The two options to jq are -r for raw output (rather than JSON formatted output), and try which will skip without warning if there is an error in the JSON. You might want to add a catch to the try but I don’t!

In jq, we are extracting the PRIMARY_ID field from the IDENTIFIERS field, and doing that for every RUN in the file.

This results in a list of SRR run IDs (really [EDS]RR run IDs) that you can continue processing. For example, we have passed all these through partie.

Extract Submissions, Titles, and Abstracts for a Set of Runs

Given a file called srr.ids, we want to combine all runs based on their submission accession, and then extract the titles and abstracts for those accessions. We use a combination of bash, perl, grep, and jq to accomplish this.

grep -f srr.ids NCBI_SRA_Metadata_20190914_JSON/srr_sra_ids.tsv  | perl -F"\t" -lane 'push(@{$d->{$F[0]}}, $F[1]); END {map {print "$_\t", join(",", @{$d->{$_}})} keys %$d}' | while  read SRA VALS; do TITLE=""; ABST=""; TITLE=$(jq 'try .STUDY[].DESCRIPTOR | .STUDY_TITLE' NCBI_SRA_Metadata_20190914_JSON/json/${SRA:0:3}/${SRA:0:6}/${SRA}.json | tr \n \t | sed -e 's/"//g'); ABST=$(jq 'try .STUDY[].DESCRIPTOR | .STUDY_ABSTRACT' NCBI_SRA_Metadata_20190914_JSON/json/${SRA:0:3}/${SRA:0:6}/${SRA}.json | tr \n \t | sed -e 's/"//g'); echo -e "$SRA\t$TITLE\t$ABST\t$VALS"; done > abstracts.tsv

Here is the same command broken down line by line to make it clearer. Note that we actually parse the JSON file twice, the first time for the title and the second time for the abstract. This should ensure both are provided if one or the other (usually the abstract) is missing.

grep -f srr.ids NCBI_SRA_Metadata_20190914_JSON/srr_sra_ids.tsv |\
perl -F"\t" -lane 'push(@{$d->{$F[0]}}, $F[1]); END {map {print "$_\t", join(",", @{$d->{$_}})} keys %$d}' |\
while  read SRA VALS; 
    do 
        TITLE=""; ABST=""; 
        TITLE=$(jq 'try .STUDY[].DESCRIPTOR | .STUDY_TITLE' NCBI_SRA_Metadata_20190914_JSON/json/${SRA:0:3}/${SRA:0:6}/${SRA}.json | tr \n \t | sed -e 's/"//g'); 
        ABST=$(jq 'try .STUDY[].DESCRIPTOR | .STUDY_ABSTRACT' NCBI_SRA_Metadata_20190914_JSON/json/${SRA:0:3}/${SRA:0:6}/${SRA}.json | tr \n \t | sed -e 's/"//g'); 
         echo -e "$SRA\t$TITLE\t$ABST\t$VALS"; 
done > abstracts.tsv

Extract Titles And Abstracts for Submissions

We can extract the title and abstract from a single run using code like this. Here we extract each STUDY entry and in from that only the DESCRIPTOR field, and from those we get the TITLE and ABSTRACT.

◆ ◆ ◆ ◆

▸ BRIEF
Can you return the passage of the jq walkthrough from "The two options" to "these through partie.", copied word for word?

▸ RAW DATA

◆ ◆ ◆ ◆

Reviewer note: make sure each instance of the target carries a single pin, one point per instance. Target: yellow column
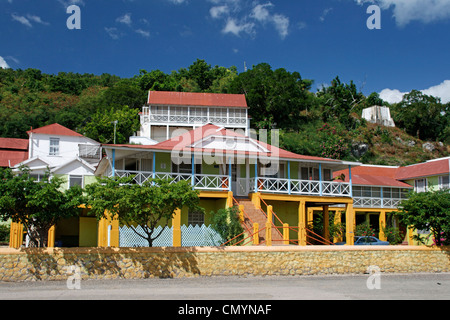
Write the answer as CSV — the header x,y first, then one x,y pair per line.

◆ ◆ ◆ ◆

▸ SOLUTION TO THE PROBLEM
The two options to jq are -r for raw output (rather than JSON formatted output), and try which will skip without warning if there is an error in the JSON. You might want to add a catch to the try but I don’t!

In jq, we are extracting the PRIMARY_ID field from the IDENTIFIERS field, and doing that for every RUN in the file.

This results in a list of SRR run IDs (really [EDS]RR run IDs) that you can continue processing. For example, we have passed all these through partie.